The paper tackled the problem of black-box biomedical embeddings by proposing QIME, an ontology-grounded framework that constructs interpretable medical text embeddings as binary answers to clinically meaningful questions, achieving consistent performance gains over prior interpretable methods and narrowing the gap to black-box encoders.

While dense biomedical embeddings achieve strong performance, their black-box nature limits their utility in clinical decision-making. Recent question-based interpretable embeddings represent text as binary answers to natural-language questions, but these approaches often rely on heuristic or surface-level contrastive signals and overlook specialized domain knowledge. We propose QIME, an ontology-grounded framework for constructing interpretable medical text embeddings in which each dimension corresponds to a clinically meaningful yes/no question. By conditioning on cluster-specific medical concept signatures, QIME generates semantically atomic questions that capture fine-grained distinctions in biomedical text. Furthermore, QIME supports a training-free embedding construction strategy that eliminates per-question classifier training while further improving performance. Experiments across biomedical semantic similarity, clustering, and retrieval benchmarks show that QIME consistently outperforms prior interpretable embedding methods and substantially narrows the gap to strong black-box biomedical encoders, while providing concise and clinically informative explanations.

## Exercise
Name every type of benchmark that the passage on QIME says its experiments covered. The stored items after this text are separate material and have nothing to do with it.

Stored items
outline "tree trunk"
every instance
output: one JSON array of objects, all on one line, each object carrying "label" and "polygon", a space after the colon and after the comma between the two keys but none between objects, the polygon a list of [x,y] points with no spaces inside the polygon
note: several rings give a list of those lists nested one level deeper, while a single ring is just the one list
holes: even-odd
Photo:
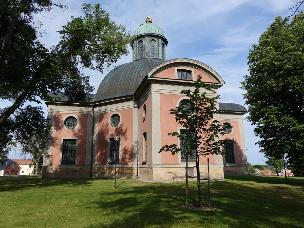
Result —
[{"label": "tree trunk", "polygon": [[24,93],[19,96],[14,104],[8,109],[1,116],[0,116],[0,128],[4,124],[6,119],[9,117],[9,116],[12,114],[17,109],[19,108],[21,104],[25,100],[26,93]]},{"label": "tree trunk", "polygon": [[9,27],[8,30],[6,33],[6,36],[5,39],[2,43],[2,45],[1,45],[1,49],[0,49],[0,68],[2,67],[2,64],[4,60],[4,55],[5,51],[7,48],[7,47],[9,45],[9,42],[12,39],[12,36],[13,35],[13,33],[14,32],[14,29],[15,28],[15,25],[16,25],[16,21],[17,21],[18,18],[19,17],[22,12],[22,8],[23,8],[25,5],[27,3],[28,0],[22,0],[20,3],[21,5],[18,8],[17,10],[17,13],[16,14],[13,16],[12,19],[12,21],[9,24]]},{"label": "tree trunk", "polygon": [[203,203],[202,202],[202,196],[201,195],[201,183],[199,178],[199,154],[197,150],[196,153],[196,180],[197,182],[197,192],[199,195],[199,206],[203,206]]}]

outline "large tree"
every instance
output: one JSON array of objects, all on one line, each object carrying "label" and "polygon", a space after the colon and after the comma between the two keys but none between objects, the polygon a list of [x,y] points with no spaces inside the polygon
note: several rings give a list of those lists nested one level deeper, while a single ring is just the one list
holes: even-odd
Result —
[{"label": "large tree", "polygon": [[84,16],[72,17],[58,32],[62,40],[49,51],[37,41],[31,18],[42,9],[50,10],[52,4],[48,0],[2,1],[0,99],[13,104],[1,113],[0,128],[26,101],[54,100],[63,92],[71,100],[88,101],[92,87],[79,67],[102,72],[104,64],[128,53],[132,36],[110,21],[99,4],[83,5]]},{"label": "large tree", "polygon": [[[166,145],[159,151],[170,152],[172,155],[178,153],[183,154],[185,157],[195,155],[196,162],[197,188],[199,205],[202,205],[201,195],[200,181],[199,157],[210,154],[222,154],[226,151],[223,149],[225,143],[234,143],[229,140],[219,140],[220,136],[225,134],[223,128],[232,128],[229,123],[223,126],[214,119],[215,115],[219,114],[224,110],[216,108],[219,96],[210,96],[207,93],[215,93],[216,86],[214,84],[206,85],[201,82],[199,75],[195,82],[195,89],[183,90],[181,94],[188,98],[181,101],[180,105],[174,109],[169,110],[170,114],[175,116],[177,123],[183,126],[184,131],[169,133],[169,135],[177,137],[185,147],[179,147],[177,144]],[[202,88],[203,92],[201,92]]]},{"label": "large tree", "polygon": [[[54,5],[50,0],[1,1],[0,100],[12,104],[0,110],[2,160],[13,143],[12,139],[16,138],[16,134],[13,139],[9,136],[16,131],[13,128],[18,127],[18,122],[13,123],[13,114],[17,110],[26,112],[22,110],[26,102],[54,101],[59,93],[71,101],[90,101],[93,88],[81,68],[102,72],[105,64],[109,66],[128,53],[127,46],[132,37],[125,27],[111,21],[99,4],[83,4],[84,16],[72,17],[58,31],[61,41],[50,51],[37,40],[39,28],[32,19],[36,13],[50,10]],[[37,134],[32,127],[28,129],[31,136]]]},{"label": "large tree", "polygon": [[249,51],[242,88],[260,152],[304,164],[304,15],[276,17]]}]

## Reply
- Biomedical semantic similarity
- Clustering
- Retrieval